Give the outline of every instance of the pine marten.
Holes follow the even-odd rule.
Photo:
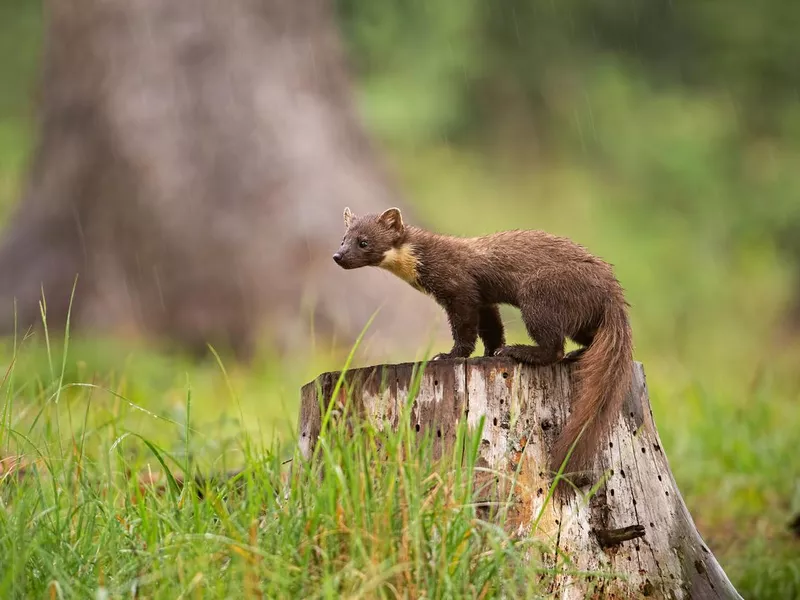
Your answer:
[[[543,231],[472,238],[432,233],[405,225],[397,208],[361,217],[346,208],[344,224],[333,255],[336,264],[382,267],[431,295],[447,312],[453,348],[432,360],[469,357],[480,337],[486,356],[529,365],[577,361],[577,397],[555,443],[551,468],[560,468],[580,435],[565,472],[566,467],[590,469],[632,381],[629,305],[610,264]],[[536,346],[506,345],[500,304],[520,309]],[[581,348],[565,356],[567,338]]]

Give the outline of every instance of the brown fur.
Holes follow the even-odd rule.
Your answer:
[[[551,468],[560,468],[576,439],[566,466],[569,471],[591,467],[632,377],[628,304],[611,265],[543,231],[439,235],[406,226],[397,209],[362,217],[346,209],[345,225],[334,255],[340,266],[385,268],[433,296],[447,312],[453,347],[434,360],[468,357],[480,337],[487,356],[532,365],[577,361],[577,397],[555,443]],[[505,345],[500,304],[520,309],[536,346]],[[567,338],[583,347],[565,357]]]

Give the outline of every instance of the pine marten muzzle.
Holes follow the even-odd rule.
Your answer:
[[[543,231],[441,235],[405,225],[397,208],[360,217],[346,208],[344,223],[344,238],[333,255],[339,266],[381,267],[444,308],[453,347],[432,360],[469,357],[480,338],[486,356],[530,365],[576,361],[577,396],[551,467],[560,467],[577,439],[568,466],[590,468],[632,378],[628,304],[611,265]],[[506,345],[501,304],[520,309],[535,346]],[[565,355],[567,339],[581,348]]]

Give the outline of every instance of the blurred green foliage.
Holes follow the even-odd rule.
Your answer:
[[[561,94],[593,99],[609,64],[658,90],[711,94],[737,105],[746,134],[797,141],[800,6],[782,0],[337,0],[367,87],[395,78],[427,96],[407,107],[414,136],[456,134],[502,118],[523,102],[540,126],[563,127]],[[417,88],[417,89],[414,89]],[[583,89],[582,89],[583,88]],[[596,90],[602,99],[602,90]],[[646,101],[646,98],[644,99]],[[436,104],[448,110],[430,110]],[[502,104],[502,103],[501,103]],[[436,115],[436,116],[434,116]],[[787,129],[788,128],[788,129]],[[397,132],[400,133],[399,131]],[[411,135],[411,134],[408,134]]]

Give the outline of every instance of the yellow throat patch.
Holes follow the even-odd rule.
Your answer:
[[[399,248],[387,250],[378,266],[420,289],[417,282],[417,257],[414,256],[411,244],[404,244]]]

◆ ◆ ◆ ◆ ◆

(Problem details): Your answer must be one number: how many lines of the data contain "pine".

(Written reply): 2